*Problem to solve:* Gather every line of the data below that contains the word "wall", and copy each one in full. Case counts.
## BEGIN Stored rows
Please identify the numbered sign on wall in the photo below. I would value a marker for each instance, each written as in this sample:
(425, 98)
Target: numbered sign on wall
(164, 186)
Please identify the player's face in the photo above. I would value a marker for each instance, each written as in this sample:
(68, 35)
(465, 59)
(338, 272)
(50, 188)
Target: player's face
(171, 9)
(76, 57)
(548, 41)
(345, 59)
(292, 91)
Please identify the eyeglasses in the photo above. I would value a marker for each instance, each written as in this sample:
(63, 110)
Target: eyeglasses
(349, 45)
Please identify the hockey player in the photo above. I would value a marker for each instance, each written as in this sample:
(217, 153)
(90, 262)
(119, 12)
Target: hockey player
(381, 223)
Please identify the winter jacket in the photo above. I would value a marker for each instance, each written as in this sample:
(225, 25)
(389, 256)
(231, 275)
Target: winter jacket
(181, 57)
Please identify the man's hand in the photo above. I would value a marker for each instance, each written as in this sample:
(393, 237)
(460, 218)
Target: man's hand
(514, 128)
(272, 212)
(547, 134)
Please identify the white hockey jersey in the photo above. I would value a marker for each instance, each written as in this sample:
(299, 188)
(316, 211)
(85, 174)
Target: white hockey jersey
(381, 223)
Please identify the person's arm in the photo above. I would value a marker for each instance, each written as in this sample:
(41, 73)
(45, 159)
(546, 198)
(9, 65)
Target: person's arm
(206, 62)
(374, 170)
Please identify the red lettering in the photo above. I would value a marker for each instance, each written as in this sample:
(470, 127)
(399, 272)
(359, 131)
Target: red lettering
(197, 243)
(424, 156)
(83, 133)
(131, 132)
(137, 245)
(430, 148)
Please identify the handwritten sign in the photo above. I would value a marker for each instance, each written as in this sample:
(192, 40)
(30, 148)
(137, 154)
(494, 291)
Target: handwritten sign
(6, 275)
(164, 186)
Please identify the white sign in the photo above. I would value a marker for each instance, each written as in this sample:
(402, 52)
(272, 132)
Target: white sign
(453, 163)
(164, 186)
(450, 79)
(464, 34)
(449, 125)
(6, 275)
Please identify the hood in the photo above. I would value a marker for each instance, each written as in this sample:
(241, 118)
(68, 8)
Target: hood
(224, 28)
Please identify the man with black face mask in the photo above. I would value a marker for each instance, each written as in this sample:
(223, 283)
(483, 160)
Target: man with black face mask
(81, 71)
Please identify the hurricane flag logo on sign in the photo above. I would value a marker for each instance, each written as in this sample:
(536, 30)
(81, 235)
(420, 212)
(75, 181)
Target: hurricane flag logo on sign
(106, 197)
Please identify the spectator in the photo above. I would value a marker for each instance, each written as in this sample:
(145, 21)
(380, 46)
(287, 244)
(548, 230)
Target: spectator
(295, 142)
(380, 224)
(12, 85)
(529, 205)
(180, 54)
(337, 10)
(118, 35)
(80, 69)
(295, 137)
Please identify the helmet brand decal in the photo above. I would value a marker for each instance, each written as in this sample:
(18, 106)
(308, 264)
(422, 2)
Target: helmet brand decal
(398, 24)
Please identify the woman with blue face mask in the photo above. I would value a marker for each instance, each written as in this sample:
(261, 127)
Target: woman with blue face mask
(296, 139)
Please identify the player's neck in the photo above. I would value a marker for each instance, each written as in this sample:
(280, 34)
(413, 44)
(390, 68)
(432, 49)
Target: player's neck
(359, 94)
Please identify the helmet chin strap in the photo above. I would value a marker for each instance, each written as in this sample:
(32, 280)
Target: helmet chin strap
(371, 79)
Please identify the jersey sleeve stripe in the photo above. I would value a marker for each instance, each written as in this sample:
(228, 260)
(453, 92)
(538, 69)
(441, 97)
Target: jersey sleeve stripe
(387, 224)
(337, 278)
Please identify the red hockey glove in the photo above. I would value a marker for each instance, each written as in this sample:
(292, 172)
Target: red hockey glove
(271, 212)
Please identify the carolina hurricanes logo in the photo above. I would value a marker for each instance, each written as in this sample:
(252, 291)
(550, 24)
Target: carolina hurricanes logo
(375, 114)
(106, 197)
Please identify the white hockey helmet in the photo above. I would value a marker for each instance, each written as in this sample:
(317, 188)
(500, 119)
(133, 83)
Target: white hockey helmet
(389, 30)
## END Stored rows
## BEGIN Stored rows
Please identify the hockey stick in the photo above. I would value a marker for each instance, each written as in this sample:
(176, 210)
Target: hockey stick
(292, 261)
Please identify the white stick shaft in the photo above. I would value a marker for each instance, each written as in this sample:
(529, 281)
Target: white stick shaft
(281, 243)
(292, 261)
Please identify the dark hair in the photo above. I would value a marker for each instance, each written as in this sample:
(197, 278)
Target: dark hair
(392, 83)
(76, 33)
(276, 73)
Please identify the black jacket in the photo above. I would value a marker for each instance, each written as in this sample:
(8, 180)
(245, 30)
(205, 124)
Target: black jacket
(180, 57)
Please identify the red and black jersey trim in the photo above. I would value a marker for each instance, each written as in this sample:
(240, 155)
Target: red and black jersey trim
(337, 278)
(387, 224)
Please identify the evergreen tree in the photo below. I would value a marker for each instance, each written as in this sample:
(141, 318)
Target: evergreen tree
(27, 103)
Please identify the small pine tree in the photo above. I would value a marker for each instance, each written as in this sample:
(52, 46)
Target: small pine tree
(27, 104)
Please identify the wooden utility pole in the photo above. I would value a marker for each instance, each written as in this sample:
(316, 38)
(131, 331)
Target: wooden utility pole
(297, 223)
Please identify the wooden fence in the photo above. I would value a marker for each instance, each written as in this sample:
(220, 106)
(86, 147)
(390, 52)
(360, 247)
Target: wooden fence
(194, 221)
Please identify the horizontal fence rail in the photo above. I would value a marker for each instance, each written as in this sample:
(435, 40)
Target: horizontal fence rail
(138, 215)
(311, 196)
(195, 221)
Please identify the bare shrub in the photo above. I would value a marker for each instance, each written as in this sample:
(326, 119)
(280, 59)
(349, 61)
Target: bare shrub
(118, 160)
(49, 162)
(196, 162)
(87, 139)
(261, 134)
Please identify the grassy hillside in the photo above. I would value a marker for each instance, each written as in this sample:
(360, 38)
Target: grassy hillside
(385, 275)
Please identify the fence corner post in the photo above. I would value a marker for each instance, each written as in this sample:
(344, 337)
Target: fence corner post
## END Stored rows
*Written reply:*
Please identify the numbered sign on wall in the photo below. I would value a marker for each instance, each written as in this sample:
Target: numbered sign on wall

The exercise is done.